Phase-variance OCT a promising alternative to fluorescein angiography

Issue: January 25, 2014

Phase-variance optical coherence tomography enabled high-resolution automated imaging of retinal and choroidal microvasculature without intravenous injection of dye, according to a study.

The new technology is not invasive in contrast to fluorescein angiography (FA), the gold standard method of microvasculature imaging in patients with age-related macular degeneration and diabetic retinopathy, the study authors said.

“In terms of screening purposes, it’s difficult to screen patients with proliferative diabetic retinopathy. It can be challenging. If we could do it in an automated fashion using PV-OCT, that would be a huge advantage,” corresponding author Daniel M. Schwartz, MD, professor of clinical ophthalmology at University of California, San Francisco, said in an interview with Ocular Surgery News. Schwartz and co-authors from California Institute of Technology and University of California, Davis, are developing phase-variance optical coherence tomography (PV-OCT).

PV-OCT uses data normally acquired but not used during spectral-domain OCT imaging. It identifies regions of motion between consecutive B-scans that are contrasted with less mobile regions. In the retina and choroid, the regions with motion correspond to vasculature, and the vessels are distinct from other retinal tissues that are static.

Daniel M. Schwartz

Unlike Doppler OCT, PV-OCT can achieve time separations between phase measurements to visualize slow microvascular flow, Schwartz and colleagues said.

“We learn more about the status of the retinal microvasculature [with PV-OCT] than with the fluorescein angiography,” Schwartz said. “The software analysis of the spectral-domain OCT data allows us to generate angiographic images that reveal more about the microvasculature in the retina and the choroid than conventional fluorescein angiography or ICG angiography.”

The study was published online ahead of print in Ophthalmology.

Subjects and methods

The study included four subjects who underwent retinal vascular imaging with FA and PV-OCT: one healthy subject, one subject with dry AMD, one subject with exudative AMD and one subject with nonproliferative diabetic retinopathy.

Stored items from a collection:
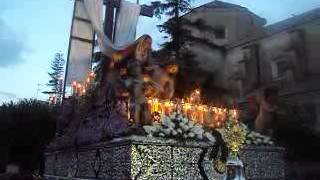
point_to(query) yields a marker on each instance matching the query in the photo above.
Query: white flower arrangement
(177, 126)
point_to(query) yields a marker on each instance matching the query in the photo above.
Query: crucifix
(82, 38)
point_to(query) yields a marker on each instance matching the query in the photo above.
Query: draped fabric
(125, 28)
(88, 18)
(126, 23)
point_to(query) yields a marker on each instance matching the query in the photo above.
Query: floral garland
(180, 127)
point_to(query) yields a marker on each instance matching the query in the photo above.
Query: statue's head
(143, 48)
(172, 69)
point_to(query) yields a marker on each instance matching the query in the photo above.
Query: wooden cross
(111, 7)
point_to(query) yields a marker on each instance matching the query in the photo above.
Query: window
(281, 68)
(219, 32)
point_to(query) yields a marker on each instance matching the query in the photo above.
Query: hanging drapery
(88, 17)
(126, 23)
(125, 28)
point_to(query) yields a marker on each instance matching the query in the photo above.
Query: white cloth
(125, 28)
(126, 23)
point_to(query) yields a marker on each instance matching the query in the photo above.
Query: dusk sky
(32, 31)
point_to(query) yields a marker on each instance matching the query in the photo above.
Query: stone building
(284, 54)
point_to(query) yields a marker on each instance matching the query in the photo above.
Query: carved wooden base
(149, 158)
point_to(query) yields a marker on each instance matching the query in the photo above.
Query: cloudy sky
(32, 31)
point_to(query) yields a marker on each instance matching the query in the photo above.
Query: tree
(180, 37)
(56, 77)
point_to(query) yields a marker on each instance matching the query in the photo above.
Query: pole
(70, 40)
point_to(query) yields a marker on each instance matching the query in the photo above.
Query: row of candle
(203, 114)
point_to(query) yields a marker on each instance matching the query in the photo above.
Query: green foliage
(179, 42)
(25, 128)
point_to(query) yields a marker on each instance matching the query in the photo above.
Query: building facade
(284, 54)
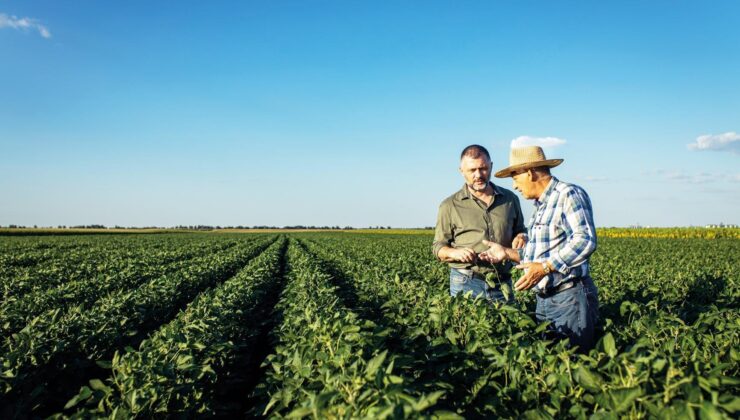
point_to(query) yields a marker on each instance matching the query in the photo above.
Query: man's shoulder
(450, 199)
(505, 192)
(569, 188)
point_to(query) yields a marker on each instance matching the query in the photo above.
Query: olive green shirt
(464, 221)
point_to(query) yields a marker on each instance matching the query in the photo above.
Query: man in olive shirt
(479, 211)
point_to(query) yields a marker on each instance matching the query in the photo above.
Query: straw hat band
(524, 158)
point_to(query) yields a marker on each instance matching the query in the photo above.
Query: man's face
(524, 184)
(476, 171)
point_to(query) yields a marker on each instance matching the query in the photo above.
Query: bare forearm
(445, 254)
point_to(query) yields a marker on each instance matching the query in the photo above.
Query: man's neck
(542, 184)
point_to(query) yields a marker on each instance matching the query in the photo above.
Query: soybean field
(353, 325)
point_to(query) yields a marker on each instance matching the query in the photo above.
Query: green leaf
(589, 380)
(374, 364)
(609, 345)
(709, 412)
(98, 385)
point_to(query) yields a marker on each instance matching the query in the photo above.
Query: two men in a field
(562, 237)
(480, 211)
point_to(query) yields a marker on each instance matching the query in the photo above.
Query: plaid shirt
(561, 232)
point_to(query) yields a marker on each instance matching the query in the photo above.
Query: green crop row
(663, 370)
(83, 262)
(60, 346)
(176, 370)
(18, 312)
(326, 363)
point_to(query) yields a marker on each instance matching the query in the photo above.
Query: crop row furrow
(326, 363)
(176, 370)
(68, 343)
(16, 313)
(86, 263)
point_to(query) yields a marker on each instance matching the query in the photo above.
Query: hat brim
(507, 172)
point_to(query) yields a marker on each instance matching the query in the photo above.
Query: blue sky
(355, 112)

Required action 1
In the phase-variance OCT article, which journal published the study?
Required action 2
Please reproduce the stretch of the phase-variance OCT article from "The study was" through "nonproliferative diabetic retinopathy.".

Expected answer 1
Ophthalmology

Expected answer 2
The study was published online ahead of print in Ophthalmology.

Subjects and methods

The study included four subjects who underwent retinal vascular imaging with FA and PV-OCT: one healthy subject, one subject with dry AMD, one subject with exudative AMD and one subject with nonproliferative diabetic retinopathy.